> [Exercise directions] Recast the listing below as a JSON list of strings, with each line as its own string and any blank lines omitted.

=-=-=-=-=

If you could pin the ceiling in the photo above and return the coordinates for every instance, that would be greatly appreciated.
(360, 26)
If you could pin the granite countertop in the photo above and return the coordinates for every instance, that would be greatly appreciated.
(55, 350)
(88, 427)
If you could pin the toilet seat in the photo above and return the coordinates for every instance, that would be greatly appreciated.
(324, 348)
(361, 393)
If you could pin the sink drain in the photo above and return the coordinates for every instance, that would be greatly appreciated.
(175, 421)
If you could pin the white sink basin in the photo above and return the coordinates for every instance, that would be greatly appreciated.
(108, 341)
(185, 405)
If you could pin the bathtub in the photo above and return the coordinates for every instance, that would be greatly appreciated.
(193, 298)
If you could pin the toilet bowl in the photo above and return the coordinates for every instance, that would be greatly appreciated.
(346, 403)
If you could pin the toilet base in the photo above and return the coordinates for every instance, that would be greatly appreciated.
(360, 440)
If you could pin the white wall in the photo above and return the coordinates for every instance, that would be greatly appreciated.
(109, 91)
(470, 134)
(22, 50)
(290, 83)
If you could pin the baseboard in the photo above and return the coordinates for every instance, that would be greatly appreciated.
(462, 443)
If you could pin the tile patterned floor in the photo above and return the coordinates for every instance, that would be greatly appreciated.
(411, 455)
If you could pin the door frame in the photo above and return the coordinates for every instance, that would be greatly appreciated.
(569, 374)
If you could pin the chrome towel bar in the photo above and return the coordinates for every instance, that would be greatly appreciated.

=-=-=-=-=

> [Full solution]
[
  "If you could pin the ceiling in the photo above and return the coordinates for every instance, that would be greatly appreciated.",
  "(360, 26)",
  "If you could pin the granite countertop in the photo above and return the coordinates for every instance, that would be greatly appreciated.",
  "(55, 350)",
  "(88, 427)",
  "If you could pin the toilet seat in the photo above and return the coordinates for every instance, that would be greatly appreciated.",
  "(324, 348)",
  "(361, 393)",
  "If you could pin the sink drain in the photo above and return the coordinates for every instance, that would be greatly appreciated.",
  "(175, 421)",
  "If you could pin the white sink basin in the photo above and return the coordinates for every instance, that would be greatly appreciated.",
  "(108, 341)",
  "(185, 405)",
  "If you could pin the bathtub in the photo above and return the coordinates for every instance, that would be greatly appreciated.",
  "(193, 298)",
  "If you could pin the toilet bowl in the photo above and return the coordinates for every instance, that would be greatly appreciated.",
  "(346, 403)",
  "If you could pin the toilet base in the photo above and return the coordinates for every instance, that would be greatly appreciated.",
  "(360, 440)",
  "If you could pin the white wall in the photo above and return the coordinates for every instance, that would be greatly appreciated.",
  "(109, 91)",
  "(470, 134)",
  "(22, 50)",
  "(290, 83)",
  "If you could pin the baseboard in the photo above and return the coordinates for every instance, that would be greatly appreciated.",
  "(462, 443)",
  "If you could pin the tile patterned floor in the photo above and return the coordinates for every instance, that would be greatly appreciated.",
  "(411, 455)",
  "If you could pin the door frame in the photo above and return the coordinates for every instance, that would be greatly appreciated.",
  "(569, 374)",
  "If you could pin the chrome towel bar in the photo above and return the coordinates for every instance, that would be greatly appreciated."
]